## AIM OF THE EXERCISE
Return every row below verbatim, with each line kept as it stands.

## EXTRACTED INFORMATION
********

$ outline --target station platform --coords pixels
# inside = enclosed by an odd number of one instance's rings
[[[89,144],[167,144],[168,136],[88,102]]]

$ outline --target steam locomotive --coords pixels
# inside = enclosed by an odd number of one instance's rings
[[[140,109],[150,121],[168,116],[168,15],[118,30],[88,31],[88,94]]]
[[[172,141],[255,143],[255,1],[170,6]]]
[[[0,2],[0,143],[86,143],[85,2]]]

********

## THE RESPONSE
$ outline --target station platform --coords pixels
# inside = enclosed by an odd number of one instance's rings
[[[89,144],[167,144],[168,136],[88,102]]]

$ outline --target steam locomotive --coords pixels
# inside = enclosed by an odd number of one instance's rings
[[[140,109],[150,121],[168,116],[168,15],[118,30],[88,31],[88,94]]]
[[[172,141],[255,143],[255,1],[170,6]]]
[[[0,2],[0,143],[86,143],[85,2]]]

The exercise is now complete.